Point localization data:
BEGIN
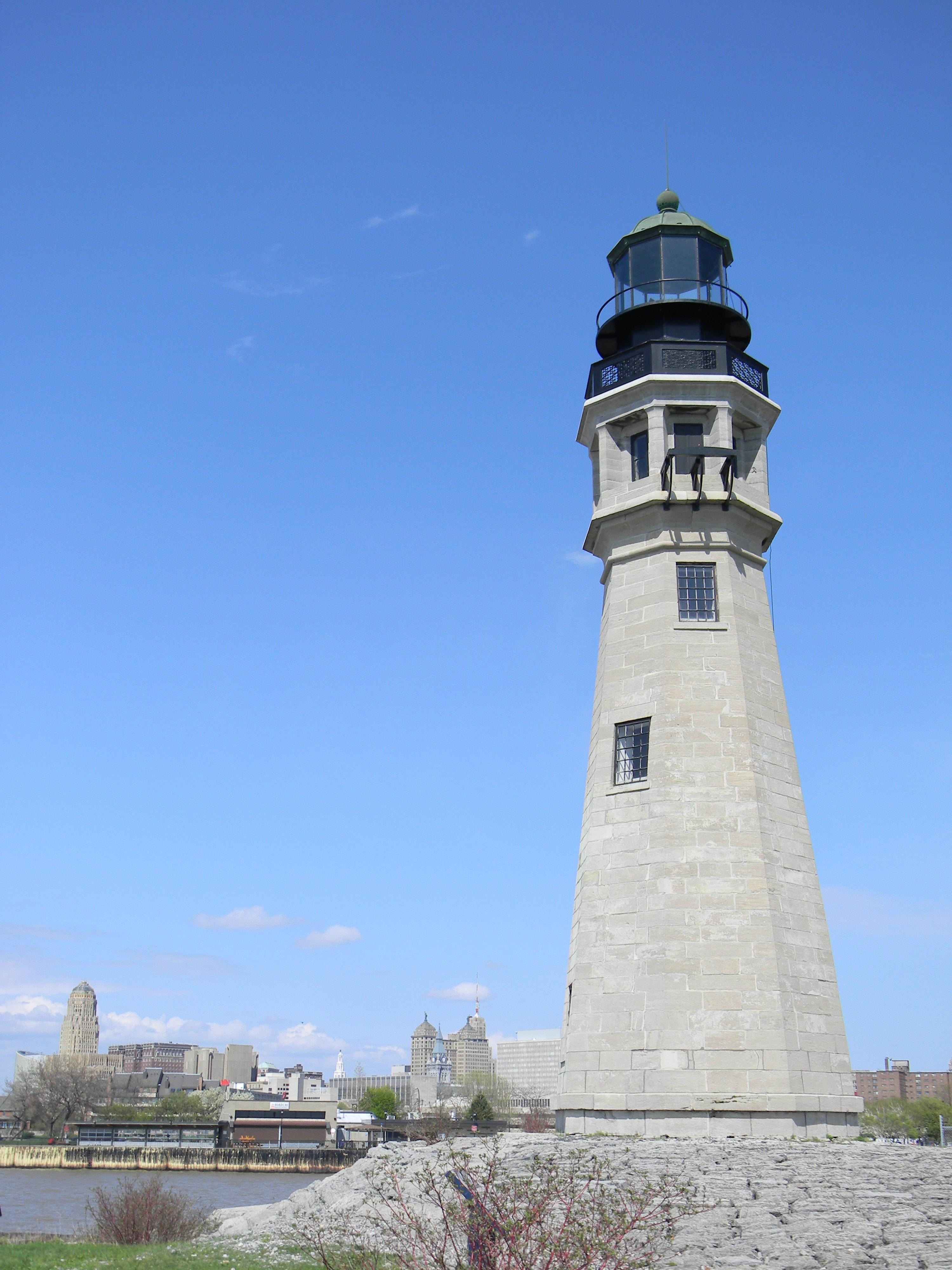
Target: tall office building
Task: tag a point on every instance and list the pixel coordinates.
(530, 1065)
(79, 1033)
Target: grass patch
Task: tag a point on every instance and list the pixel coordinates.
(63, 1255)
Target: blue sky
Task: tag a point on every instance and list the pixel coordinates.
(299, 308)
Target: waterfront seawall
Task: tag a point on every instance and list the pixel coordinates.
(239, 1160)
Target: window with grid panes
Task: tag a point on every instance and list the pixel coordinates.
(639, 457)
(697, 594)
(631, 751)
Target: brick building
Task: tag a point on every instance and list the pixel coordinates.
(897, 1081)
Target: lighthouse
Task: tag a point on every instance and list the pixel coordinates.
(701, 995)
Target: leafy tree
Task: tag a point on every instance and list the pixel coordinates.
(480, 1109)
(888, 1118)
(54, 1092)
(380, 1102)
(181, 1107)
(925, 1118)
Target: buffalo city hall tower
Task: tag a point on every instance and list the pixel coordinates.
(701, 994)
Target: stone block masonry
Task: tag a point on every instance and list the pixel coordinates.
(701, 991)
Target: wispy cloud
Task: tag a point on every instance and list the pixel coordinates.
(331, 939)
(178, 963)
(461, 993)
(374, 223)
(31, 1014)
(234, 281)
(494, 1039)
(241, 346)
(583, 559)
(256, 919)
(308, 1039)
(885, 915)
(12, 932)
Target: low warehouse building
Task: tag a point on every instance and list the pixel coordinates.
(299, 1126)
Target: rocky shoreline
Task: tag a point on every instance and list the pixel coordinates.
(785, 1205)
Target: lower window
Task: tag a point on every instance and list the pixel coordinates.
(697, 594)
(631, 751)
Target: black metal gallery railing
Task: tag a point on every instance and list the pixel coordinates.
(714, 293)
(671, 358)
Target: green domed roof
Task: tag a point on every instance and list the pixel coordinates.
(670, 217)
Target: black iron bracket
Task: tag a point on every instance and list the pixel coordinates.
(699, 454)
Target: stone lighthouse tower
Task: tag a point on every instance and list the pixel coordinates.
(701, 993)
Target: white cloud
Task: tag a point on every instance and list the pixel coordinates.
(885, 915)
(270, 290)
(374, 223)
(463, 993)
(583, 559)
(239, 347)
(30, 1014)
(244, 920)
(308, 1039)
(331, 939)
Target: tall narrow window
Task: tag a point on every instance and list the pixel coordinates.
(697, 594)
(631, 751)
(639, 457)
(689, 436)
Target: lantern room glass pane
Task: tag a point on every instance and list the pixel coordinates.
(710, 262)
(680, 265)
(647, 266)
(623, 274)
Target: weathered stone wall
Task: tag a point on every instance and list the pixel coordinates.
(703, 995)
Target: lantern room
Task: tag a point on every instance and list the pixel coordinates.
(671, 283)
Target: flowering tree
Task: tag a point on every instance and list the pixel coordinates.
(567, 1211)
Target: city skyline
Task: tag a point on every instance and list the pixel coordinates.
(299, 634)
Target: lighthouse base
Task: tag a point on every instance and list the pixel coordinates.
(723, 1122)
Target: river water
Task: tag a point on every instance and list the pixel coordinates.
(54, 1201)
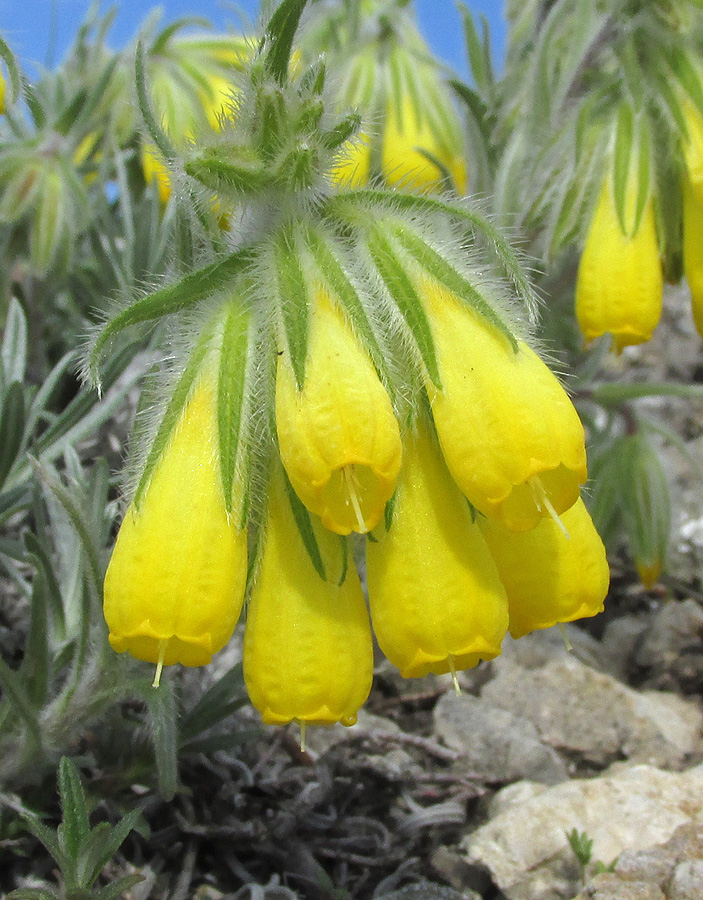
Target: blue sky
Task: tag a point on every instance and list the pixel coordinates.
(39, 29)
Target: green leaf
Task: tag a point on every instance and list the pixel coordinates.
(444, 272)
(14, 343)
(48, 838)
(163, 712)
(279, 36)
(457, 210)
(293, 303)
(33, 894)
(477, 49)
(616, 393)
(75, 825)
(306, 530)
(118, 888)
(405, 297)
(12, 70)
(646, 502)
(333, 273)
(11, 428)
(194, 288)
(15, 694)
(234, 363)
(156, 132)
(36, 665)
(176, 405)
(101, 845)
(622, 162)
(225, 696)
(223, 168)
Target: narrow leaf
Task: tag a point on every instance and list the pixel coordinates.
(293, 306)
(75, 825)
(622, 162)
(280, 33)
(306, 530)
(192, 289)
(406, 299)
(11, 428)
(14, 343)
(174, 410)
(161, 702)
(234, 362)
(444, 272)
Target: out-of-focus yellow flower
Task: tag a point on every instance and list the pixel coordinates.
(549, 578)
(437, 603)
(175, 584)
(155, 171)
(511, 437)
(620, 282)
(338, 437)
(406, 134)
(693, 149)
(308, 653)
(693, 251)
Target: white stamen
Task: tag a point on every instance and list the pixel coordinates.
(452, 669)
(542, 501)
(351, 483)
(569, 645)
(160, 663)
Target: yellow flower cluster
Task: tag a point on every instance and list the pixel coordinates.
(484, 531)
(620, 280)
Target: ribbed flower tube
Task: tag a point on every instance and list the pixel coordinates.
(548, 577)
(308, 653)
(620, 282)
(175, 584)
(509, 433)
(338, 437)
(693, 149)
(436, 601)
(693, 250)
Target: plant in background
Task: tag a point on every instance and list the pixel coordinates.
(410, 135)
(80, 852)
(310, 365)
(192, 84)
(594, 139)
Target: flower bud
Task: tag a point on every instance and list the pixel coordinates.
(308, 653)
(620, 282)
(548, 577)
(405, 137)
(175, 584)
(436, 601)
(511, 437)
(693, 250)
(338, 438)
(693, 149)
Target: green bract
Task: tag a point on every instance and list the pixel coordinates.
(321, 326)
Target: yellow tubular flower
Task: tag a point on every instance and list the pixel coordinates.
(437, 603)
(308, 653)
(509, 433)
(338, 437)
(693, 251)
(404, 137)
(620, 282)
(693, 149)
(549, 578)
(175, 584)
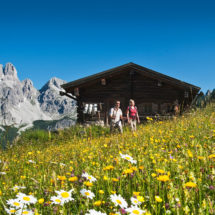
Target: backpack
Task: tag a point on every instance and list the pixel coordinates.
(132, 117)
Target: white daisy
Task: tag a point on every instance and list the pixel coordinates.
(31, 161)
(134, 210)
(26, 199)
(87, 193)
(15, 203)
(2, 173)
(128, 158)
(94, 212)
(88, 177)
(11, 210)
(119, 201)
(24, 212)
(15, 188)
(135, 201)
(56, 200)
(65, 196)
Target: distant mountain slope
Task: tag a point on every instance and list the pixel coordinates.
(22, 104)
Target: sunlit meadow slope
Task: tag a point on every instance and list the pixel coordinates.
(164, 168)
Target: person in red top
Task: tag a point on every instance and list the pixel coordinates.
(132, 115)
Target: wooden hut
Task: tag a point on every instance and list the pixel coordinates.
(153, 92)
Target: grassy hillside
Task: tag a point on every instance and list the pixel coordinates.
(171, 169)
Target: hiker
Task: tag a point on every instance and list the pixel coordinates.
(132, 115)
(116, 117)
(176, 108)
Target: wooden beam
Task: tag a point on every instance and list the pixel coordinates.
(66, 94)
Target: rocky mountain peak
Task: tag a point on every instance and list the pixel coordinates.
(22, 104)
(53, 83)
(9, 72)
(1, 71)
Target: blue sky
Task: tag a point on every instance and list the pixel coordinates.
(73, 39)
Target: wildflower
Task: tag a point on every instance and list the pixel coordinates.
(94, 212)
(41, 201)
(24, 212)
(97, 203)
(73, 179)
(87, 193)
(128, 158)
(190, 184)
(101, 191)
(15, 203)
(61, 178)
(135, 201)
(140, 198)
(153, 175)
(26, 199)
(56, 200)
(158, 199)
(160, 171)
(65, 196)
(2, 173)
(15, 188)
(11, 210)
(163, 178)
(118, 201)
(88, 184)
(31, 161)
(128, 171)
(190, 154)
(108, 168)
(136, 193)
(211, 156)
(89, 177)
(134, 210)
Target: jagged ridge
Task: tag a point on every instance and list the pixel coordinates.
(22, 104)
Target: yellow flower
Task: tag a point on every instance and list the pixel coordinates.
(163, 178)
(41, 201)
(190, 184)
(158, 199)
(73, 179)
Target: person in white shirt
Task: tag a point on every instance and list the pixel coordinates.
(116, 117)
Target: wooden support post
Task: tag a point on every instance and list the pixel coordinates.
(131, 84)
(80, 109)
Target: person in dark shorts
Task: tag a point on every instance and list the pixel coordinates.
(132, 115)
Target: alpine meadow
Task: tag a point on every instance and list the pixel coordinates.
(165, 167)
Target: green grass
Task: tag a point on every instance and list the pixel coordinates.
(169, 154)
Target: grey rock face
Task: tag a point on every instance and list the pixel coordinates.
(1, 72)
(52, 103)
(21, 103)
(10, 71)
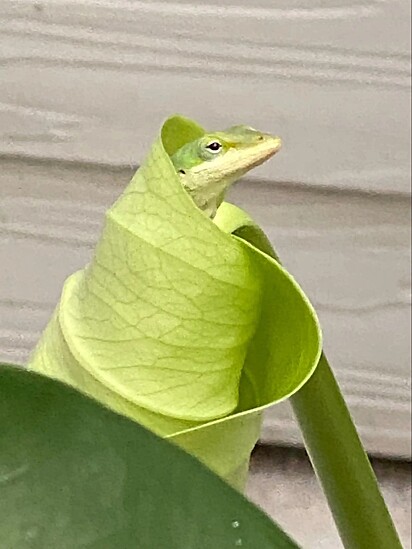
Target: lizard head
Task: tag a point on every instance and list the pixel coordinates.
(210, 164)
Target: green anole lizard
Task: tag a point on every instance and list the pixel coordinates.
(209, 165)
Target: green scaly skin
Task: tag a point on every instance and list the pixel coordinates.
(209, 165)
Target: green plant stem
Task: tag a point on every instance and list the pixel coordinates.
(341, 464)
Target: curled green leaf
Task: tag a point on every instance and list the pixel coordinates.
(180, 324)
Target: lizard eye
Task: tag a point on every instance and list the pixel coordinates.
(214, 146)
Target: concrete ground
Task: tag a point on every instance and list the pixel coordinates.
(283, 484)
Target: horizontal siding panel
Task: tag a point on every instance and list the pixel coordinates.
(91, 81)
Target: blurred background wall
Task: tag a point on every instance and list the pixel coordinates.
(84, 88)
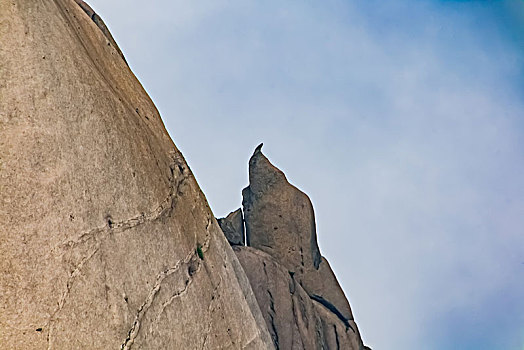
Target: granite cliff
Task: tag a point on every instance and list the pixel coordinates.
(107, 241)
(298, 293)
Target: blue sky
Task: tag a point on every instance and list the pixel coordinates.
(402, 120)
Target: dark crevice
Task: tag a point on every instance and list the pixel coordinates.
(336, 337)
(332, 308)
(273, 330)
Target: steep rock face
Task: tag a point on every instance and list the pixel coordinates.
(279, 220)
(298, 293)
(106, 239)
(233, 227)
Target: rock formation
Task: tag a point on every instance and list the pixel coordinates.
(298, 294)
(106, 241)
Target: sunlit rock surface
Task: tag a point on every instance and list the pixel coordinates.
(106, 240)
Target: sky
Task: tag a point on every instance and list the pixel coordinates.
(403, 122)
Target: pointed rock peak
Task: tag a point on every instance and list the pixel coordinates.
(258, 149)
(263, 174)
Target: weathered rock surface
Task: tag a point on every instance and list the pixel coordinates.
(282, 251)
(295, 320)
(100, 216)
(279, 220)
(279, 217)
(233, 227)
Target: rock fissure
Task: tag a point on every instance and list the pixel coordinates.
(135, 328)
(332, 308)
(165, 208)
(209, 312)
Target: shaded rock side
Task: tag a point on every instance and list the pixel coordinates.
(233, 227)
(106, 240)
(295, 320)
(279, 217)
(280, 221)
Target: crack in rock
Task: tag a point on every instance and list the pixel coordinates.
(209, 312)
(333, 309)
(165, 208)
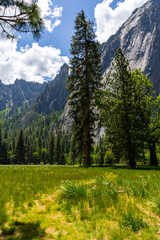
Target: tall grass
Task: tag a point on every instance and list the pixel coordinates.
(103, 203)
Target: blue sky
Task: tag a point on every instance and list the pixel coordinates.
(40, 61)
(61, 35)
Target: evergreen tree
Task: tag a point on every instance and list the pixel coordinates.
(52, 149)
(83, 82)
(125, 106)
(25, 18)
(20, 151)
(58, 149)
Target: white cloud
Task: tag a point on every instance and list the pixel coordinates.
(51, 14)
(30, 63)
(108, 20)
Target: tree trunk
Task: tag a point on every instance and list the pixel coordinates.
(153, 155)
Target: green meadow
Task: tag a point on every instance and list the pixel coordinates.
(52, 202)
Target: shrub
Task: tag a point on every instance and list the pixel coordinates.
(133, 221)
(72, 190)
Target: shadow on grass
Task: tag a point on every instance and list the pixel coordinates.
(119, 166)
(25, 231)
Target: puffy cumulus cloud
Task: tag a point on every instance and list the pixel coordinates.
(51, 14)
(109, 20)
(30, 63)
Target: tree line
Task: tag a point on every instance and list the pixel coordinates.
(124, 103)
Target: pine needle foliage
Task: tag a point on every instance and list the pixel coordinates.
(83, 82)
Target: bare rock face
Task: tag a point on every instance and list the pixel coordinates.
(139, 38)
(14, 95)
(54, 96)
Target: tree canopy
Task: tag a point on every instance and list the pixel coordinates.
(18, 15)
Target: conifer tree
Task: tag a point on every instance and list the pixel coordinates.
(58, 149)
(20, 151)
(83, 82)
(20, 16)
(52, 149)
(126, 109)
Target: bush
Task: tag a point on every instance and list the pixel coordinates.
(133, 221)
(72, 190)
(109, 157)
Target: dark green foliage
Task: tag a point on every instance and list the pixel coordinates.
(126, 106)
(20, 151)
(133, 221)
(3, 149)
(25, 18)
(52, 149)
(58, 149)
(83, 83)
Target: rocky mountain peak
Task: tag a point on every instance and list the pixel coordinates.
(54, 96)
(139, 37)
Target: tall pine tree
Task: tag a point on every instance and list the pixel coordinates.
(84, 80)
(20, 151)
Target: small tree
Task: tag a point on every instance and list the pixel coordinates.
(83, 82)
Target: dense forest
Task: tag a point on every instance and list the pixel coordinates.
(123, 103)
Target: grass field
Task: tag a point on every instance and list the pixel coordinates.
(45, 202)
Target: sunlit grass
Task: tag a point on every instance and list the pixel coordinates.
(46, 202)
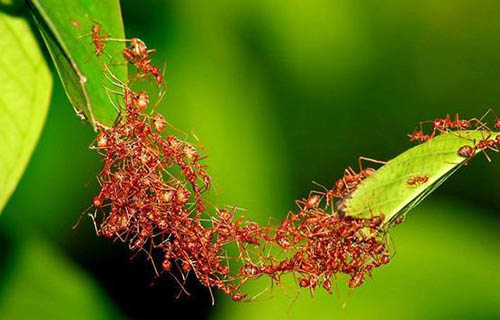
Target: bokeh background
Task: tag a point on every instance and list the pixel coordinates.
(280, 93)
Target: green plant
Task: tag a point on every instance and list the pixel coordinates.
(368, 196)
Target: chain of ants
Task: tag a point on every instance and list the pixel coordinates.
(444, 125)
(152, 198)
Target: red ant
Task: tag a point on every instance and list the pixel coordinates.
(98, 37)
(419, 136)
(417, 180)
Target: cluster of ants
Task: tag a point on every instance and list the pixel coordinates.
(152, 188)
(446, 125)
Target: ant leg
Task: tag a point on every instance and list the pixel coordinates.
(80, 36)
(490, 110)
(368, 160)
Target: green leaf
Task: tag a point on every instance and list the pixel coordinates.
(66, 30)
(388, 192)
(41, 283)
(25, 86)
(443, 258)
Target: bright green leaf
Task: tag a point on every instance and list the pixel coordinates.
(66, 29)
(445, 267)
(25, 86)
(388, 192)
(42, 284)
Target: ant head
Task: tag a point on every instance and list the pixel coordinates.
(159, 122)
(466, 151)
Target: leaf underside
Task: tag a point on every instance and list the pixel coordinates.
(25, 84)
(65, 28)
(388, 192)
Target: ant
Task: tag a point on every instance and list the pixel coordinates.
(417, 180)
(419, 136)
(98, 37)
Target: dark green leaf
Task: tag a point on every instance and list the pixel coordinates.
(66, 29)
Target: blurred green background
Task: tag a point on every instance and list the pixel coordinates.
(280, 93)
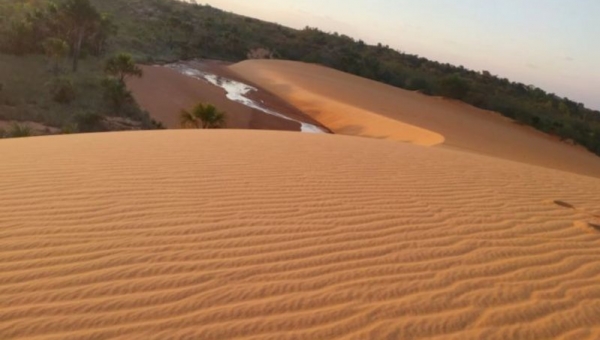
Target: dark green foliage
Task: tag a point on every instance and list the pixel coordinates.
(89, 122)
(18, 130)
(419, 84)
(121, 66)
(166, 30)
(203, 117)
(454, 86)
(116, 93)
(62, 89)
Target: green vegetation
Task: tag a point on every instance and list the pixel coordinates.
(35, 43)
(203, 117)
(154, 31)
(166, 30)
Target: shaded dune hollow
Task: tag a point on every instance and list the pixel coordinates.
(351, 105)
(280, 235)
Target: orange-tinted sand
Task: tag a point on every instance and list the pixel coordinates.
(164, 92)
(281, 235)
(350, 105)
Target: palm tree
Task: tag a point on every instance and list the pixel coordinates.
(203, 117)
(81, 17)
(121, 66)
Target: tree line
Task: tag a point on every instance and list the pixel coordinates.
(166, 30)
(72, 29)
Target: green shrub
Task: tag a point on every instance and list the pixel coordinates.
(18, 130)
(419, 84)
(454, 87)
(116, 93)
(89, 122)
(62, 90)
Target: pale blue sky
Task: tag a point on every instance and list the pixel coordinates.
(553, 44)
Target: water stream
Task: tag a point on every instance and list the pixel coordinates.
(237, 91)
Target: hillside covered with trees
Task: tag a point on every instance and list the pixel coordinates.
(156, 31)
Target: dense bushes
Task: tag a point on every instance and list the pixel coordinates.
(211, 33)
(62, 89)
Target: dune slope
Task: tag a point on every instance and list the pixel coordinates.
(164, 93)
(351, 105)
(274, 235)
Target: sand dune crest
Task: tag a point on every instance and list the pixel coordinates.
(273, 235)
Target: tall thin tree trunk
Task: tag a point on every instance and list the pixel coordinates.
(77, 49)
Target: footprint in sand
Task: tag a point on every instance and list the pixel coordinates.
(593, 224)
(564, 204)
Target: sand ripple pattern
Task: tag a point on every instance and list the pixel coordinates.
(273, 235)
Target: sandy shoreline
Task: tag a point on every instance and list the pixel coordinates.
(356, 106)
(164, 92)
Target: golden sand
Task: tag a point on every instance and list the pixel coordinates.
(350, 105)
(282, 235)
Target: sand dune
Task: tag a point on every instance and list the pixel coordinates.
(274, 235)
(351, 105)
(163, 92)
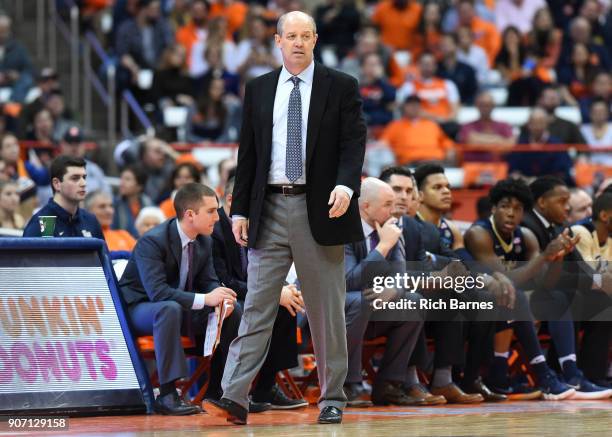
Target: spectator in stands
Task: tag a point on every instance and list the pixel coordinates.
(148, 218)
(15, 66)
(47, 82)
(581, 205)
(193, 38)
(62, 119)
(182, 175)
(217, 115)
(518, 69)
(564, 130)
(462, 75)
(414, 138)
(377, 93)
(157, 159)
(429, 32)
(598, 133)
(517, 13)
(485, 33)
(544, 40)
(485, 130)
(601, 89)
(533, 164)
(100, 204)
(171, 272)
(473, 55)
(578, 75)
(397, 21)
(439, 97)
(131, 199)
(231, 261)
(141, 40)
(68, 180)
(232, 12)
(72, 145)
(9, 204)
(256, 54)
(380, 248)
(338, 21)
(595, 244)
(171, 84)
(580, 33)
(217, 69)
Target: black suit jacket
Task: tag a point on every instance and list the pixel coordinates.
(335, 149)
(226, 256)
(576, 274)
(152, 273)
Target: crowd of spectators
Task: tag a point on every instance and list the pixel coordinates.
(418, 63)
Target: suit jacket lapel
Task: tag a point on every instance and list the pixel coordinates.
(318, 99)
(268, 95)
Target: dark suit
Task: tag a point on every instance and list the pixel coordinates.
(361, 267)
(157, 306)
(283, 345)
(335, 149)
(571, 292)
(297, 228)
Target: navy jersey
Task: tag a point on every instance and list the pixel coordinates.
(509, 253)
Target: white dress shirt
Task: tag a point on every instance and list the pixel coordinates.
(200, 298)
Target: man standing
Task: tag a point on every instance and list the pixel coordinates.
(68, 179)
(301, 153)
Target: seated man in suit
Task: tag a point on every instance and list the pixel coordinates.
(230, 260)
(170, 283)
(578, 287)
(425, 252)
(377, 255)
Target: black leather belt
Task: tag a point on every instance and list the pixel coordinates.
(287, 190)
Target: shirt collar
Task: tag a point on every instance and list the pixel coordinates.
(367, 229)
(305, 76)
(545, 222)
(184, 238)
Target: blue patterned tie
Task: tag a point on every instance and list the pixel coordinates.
END
● **Task prompt**:
Reply with nothing except the number of lines in the records that include the word "yellow".

● **Output of the exercise**:
4